## EXTRAIT CITÉ
%%

Le Temps

Traductions ABZE disponibles (PDF) :     

Par François San-Gyo Baude, Consultant et Coach

– « Tu as pensé à… »
– « Excuse-moi, je n’ai pas eu le temps »

Combien de fois par jour entrons-nous dans ce dialogue avec les autres ou avec soi ?
Et pourtant tout est mis en œuvre pour nous faire gagner du temps : TGV plus rapide, connexion internet avec plus de débit, fast-food, etc. Résultat : nous avons l’impression d’être un monde de course, de fuite en avant, sous la dictature du temps. 24 heures par jour, c’est vraiment trop court.
Quand nous ne faisons « rien », un sentiment de culpabilité peut nous envahir, nous nous devons même en vacances d’avoir une grande activité : plongée, visites, sports, lectures… Hé oui ! les semaines de travail, je n’avais pas eu le temps, les week-ends étaient trop chargés, mais là je rattrape le temps perdu. Et quand nous sommes confrontés à quelque chose qui nous paraît inintéressant, où bien qu’on se surprenne à ne rien faire, nous nous disons « je perds mon temps ! »
Résultat : Le temps devient une dictature qui procure une souffrance permanente. Quand est-ce que cela va s’arrêter ?
Mais lorsque nous nous posons cette question, « quand est-ce que cela va s’arrêter ? », cela nous renvoie à notre propre mort et cette peur de ne pas avoir fini, réalisé quelque chose. Et donc pour ne pas perdre de temps, nous repartons dans la dictature du temps.
Sur la base de ce constat, comment trouver d’autres voies, concevoir une autre manière d’aborder le temps pour sortir de cette souffrance ?

Le temps, qu’est-ce ?

Notre représentation du temps est une sorte de flot continu, inarrêtable, qui se déroule selon une logique passé – présent – futur. Mais est-ce une réalité concrète ?
Cette représentation du temps « occidentale », logique, est conçue par notre cerveau grâce à deux capacités : la mémoire (le passé) et l’imagination (le futur). Nous trouvons cela très logique et donne au temps une réalité « tangible ». Le temps prenant alors une dimension « matérielle » (on le mesure, on le calcule, il prend une dimension concrète, réelle à nos yeux) nous sommes alors capable de le gagner, le perdre, le gaspiller, voire même de le tuer ! Alors notre cerveau qui est très « joueur » se promène avec délice entre le passé et le futur.

%%

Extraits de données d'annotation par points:
%%

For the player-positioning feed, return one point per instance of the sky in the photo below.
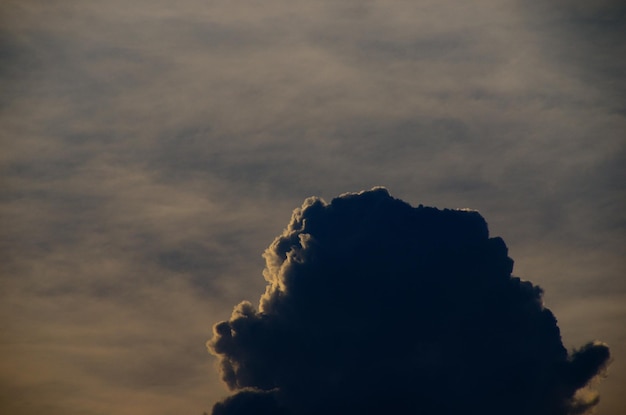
(152, 151)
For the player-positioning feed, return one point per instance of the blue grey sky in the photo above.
(151, 150)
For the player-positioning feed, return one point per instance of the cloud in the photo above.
(374, 306)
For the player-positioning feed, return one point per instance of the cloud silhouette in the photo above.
(374, 306)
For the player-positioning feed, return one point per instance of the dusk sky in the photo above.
(153, 150)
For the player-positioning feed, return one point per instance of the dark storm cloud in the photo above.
(374, 306)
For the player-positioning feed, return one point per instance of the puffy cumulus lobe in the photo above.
(374, 306)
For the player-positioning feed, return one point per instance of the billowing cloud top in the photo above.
(374, 306)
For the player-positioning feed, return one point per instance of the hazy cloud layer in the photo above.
(376, 307)
(150, 151)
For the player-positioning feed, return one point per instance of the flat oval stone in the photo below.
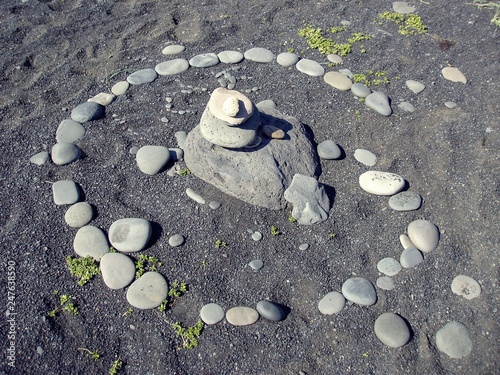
(148, 292)
(334, 58)
(329, 150)
(454, 340)
(176, 240)
(204, 60)
(405, 201)
(65, 153)
(389, 266)
(103, 98)
(241, 316)
(40, 158)
(172, 67)
(212, 313)
(256, 264)
(65, 192)
(310, 67)
(120, 88)
(365, 157)
(379, 102)
(392, 330)
(91, 241)
(173, 49)
(338, 80)
(152, 159)
(258, 54)
(410, 258)
(195, 196)
(142, 76)
(415, 86)
(453, 74)
(360, 90)
(271, 311)
(87, 112)
(381, 183)
(230, 57)
(287, 59)
(424, 235)
(130, 234)
(385, 283)
(359, 290)
(117, 270)
(79, 214)
(331, 303)
(466, 287)
(256, 236)
(69, 131)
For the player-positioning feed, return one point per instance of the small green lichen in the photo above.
(83, 268)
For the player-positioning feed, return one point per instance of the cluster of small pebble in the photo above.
(132, 234)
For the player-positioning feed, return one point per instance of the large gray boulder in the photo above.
(257, 175)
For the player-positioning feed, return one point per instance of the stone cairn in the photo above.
(258, 155)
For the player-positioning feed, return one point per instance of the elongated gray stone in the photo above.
(69, 131)
(148, 292)
(230, 57)
(91, 241)
(172, 67)
(130, 234)
(65, 153)
(258, 54)
(142, 76)
(405, 201)
(392, 330)
(242, 316)
(310, 67)
(310, 202)
(379, 102)
(65, 192)
(88, 111)
(117, 270)
(204, 60)
(359, 290)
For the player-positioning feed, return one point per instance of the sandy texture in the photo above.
(57, 54)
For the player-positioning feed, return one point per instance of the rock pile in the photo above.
(247, 152)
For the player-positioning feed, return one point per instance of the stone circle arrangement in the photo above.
(226, 150)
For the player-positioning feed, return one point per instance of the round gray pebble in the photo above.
(78, 215)
(331, 303)
(256, 236)
(329, 150)
(389, 266)
(271, 311)
(214, 205)
(410, 258)
(392, 330)
(176, 240)
(256, 264)
(212, 313)
(454, 340)
(359, 290)
(385, 283)
(405, 201)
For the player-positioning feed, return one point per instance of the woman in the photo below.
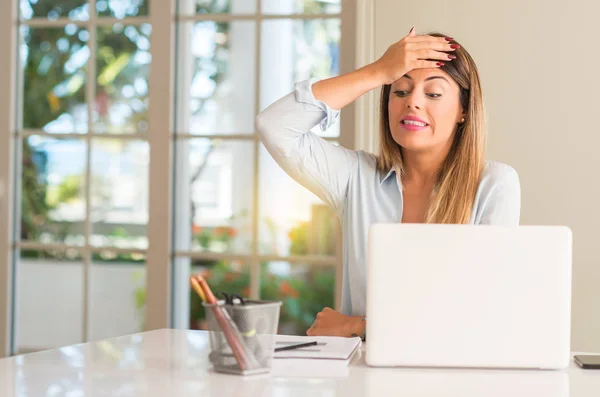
(430, 168)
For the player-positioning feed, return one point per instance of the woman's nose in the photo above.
(412, 102)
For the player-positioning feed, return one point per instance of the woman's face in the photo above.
(424, 110)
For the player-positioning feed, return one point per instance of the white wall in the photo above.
(539, 65)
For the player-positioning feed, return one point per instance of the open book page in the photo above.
(328, 347)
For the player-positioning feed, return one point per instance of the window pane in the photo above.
(232, 277)
(283, 7)
(123, 65)
(293, 221)
(216, 78)
(296, 50)
(49, 296)
(119, 193)
(304, 290)
(214, 195)
(122, 8)
(53, 62)
(54, 9)
(117, 294)
(53, 190)
(217, 6)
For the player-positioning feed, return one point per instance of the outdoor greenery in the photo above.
(54, 64)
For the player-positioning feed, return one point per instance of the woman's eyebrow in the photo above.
(429, 78)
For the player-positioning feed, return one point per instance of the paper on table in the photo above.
(328, 347)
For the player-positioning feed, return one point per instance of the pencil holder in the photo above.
(242, 336)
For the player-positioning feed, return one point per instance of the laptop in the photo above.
(469, 296)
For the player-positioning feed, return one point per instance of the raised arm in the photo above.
(320, 166)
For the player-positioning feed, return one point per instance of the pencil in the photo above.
(232, 334)
(197, 288)
(292, 347)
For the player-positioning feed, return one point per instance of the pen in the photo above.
(197, 288)
(292, 347)
(232, 334)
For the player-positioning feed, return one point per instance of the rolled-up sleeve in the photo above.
(320, 166)
(503, 204)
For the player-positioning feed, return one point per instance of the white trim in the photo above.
(253, 17)
(158, 261)
(90, 94)
(101, 21)
(93, 136)
(255, 267)
(366, 106)
(7, 111)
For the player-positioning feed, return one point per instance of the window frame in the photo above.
(356, 49)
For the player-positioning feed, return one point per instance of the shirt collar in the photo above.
(391, 172)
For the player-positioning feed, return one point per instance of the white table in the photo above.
(175, 363)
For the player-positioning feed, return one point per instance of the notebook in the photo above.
(329, 358)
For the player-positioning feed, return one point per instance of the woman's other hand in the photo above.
(333, 323)
(413, 52)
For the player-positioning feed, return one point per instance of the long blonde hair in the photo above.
(458, 177)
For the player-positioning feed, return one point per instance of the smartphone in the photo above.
(588, 361)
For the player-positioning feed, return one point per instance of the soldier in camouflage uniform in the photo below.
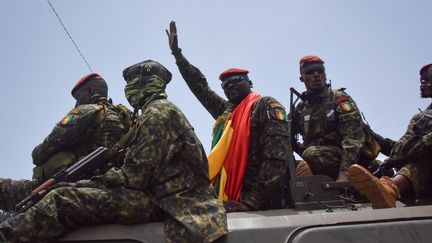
(269, 149)
(94, 122)
(164, 176)
(329, 123)
(413, 151)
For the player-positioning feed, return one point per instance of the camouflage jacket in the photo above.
(167, 161)
(82, 130)
(269, 146)
(330, 117)
(416, 143)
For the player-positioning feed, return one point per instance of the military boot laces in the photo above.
(303, 169)
(382, 193)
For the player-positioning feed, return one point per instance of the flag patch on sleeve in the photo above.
(66, 120)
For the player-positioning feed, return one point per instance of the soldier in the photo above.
(164, 176)
(412, 151)
(330, 125)
(94, 122)
(250, 137)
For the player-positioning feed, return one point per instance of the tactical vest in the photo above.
(423, 125)
(318, 126)
(317, 121)
(106, 131)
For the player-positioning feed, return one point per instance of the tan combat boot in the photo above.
(382, 193)
(303, 169)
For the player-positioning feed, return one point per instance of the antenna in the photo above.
(70, 37)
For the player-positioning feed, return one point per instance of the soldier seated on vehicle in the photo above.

%%

## CONSIGNE A
Répondez aux questions suivantes sur le texte consacré au temps :
(i) Quels moyens censés nous faire gagner du temps sont cités en exemple ?
(ii) Quelles activités nous imposons-nous même en vacances ?
(iii) Grâce à quelles deux capacités le cerveau conçoit-il la représentation « occidentale » du temps ?
## CONSIGNE B
Renvoyez toutes les lignes des enregistrements où figure la chaîne « stone », en tenant compte de la casse.
Le texte et les enregistrements constituent deux matériaux indépendants l'un de l'autre.

## RÉSULTAT ATTENDU A
(i) Un TGV plus rapide, une connexion internet avec plus de débit et le fast-food.
(ii) La plongée, les visites, les sports et les lectures.
(iii) La mémoire (le passé) et l'imagination (le futur).

## RÉSULTAT ATTENDU B
For the player-positioning feed, return one point per instance of the flat oval stone in the photo below.
For the player-positioning feed, return one point per instance of the stone cairn in the photo above.
For the player-positioning feed, return one point per instance of the elongated gray stone in the photo above.
For the player-positioning feed, return one point per instance of the stone circle arrangement in the photo above.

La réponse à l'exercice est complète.